__Instructions to follow__. Rewrite only the stretch of rows from the one containing "Final verification step: confirm the presence of bamboo" through the one containing "[0,394,114,530]", both included, keeping every row in order. Leave the text rows as they are, and multiply each bounding-box coordinate by 2.15, rounding to whole numbers with halves rounded up.

__Supplied records__.
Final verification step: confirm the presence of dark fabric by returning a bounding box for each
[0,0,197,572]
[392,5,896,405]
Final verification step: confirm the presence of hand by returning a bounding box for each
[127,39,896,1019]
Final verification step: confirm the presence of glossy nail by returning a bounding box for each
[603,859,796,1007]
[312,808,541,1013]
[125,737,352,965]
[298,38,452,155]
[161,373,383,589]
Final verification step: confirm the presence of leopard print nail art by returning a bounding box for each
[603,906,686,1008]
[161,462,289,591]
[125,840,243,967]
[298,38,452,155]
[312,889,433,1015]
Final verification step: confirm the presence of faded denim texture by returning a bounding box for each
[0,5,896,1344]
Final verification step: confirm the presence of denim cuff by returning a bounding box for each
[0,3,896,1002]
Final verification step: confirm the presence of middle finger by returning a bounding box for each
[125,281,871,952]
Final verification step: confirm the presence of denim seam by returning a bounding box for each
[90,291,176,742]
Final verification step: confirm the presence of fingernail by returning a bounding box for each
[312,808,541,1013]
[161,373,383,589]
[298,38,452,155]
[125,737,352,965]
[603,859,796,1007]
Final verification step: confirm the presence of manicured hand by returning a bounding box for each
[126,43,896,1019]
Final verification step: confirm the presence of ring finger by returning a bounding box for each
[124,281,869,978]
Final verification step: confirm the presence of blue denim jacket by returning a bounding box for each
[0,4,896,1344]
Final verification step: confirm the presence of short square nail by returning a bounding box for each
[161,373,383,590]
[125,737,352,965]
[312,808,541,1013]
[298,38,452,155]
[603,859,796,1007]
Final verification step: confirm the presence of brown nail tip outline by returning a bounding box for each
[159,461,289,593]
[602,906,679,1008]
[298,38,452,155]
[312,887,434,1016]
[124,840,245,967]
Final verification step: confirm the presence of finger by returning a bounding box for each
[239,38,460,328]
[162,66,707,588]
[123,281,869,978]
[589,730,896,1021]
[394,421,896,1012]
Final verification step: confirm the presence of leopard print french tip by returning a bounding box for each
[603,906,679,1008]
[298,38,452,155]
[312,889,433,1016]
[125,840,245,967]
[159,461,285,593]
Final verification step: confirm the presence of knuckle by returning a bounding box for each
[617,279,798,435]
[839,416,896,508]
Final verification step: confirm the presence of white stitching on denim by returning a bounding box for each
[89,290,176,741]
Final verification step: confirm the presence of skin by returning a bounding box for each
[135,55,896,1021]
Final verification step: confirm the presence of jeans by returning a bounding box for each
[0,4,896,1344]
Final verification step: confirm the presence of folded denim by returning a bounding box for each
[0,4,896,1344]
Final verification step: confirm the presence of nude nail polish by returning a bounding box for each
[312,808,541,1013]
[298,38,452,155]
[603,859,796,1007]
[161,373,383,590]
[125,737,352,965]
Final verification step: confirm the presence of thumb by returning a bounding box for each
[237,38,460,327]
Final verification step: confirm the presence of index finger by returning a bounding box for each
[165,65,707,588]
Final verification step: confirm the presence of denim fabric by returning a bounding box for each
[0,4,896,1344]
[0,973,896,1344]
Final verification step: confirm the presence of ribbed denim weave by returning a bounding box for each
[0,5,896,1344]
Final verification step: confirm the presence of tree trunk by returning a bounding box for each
==
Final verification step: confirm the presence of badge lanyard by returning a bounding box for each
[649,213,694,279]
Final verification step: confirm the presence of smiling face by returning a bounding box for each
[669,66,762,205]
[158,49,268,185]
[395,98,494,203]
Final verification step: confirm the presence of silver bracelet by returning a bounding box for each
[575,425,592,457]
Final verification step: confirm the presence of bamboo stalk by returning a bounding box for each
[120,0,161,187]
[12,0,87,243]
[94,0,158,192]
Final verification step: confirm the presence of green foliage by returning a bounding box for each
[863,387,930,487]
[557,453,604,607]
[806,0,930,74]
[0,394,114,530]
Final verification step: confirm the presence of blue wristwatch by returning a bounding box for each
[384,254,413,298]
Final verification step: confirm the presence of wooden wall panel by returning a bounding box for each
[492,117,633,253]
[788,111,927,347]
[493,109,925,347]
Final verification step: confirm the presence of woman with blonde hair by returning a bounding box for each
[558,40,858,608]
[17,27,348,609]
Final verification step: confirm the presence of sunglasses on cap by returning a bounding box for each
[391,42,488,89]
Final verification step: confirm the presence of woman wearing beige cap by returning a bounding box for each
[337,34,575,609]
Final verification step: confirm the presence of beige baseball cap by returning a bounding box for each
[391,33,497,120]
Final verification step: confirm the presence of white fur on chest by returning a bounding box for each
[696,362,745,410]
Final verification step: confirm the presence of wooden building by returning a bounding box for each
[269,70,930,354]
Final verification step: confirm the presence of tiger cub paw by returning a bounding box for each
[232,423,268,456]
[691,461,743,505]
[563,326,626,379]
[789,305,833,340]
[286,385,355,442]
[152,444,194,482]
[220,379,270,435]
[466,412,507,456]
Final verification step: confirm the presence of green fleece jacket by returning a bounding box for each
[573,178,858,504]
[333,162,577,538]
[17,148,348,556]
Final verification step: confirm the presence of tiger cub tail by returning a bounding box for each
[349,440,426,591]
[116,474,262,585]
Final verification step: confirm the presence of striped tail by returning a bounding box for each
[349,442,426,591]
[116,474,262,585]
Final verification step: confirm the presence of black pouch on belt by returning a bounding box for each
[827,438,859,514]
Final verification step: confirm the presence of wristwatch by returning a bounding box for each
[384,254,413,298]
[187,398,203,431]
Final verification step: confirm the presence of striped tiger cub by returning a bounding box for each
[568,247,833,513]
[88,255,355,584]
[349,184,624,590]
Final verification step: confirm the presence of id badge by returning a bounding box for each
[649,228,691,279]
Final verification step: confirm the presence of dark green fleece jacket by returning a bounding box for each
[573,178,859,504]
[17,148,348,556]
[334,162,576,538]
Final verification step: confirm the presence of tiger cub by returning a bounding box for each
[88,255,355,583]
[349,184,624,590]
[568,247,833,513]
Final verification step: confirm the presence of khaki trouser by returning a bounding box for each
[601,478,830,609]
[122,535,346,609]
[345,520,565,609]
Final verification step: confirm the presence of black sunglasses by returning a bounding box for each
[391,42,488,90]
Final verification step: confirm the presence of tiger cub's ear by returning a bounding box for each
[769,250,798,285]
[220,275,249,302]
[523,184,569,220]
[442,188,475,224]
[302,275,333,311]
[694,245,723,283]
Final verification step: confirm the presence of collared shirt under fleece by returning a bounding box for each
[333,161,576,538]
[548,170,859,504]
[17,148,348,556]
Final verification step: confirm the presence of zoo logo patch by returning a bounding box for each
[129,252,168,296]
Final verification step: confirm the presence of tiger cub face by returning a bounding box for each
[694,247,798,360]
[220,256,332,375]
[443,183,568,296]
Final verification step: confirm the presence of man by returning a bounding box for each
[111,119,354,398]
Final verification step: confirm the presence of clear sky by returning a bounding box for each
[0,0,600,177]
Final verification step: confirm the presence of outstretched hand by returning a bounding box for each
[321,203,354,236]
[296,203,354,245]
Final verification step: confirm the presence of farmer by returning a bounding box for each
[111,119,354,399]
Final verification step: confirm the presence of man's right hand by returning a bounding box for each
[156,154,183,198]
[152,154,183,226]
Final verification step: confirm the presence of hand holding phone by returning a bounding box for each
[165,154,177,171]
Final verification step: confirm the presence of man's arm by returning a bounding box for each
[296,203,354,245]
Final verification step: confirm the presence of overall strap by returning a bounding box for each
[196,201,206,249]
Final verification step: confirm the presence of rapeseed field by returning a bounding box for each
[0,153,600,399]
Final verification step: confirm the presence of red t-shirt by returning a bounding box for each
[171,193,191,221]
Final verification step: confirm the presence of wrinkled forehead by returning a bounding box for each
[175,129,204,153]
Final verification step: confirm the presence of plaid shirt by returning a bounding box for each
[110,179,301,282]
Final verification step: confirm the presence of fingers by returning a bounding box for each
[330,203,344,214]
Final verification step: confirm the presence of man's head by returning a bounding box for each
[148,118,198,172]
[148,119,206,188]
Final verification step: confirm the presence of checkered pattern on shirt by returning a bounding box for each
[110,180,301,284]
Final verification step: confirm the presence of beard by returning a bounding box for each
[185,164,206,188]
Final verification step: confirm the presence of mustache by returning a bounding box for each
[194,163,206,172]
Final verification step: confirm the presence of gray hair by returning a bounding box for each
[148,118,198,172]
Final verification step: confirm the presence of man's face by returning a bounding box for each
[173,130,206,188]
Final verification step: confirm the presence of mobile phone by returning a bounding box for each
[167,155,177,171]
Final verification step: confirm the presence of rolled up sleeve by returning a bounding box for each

__Answer to the task__.
Final verification step: confirm the presence of bamboo stalk by returning a bounding box for each
[258,0,346,402]
[26,0,187,522]
[202,0,340,413]
Final verification step: confirm the presence of green foliage by returning a bounding box for each
[1855,832,2000,1047]
[1198,974,1299,1305]
[1733,0,2000,159]
[0,847,245,1140]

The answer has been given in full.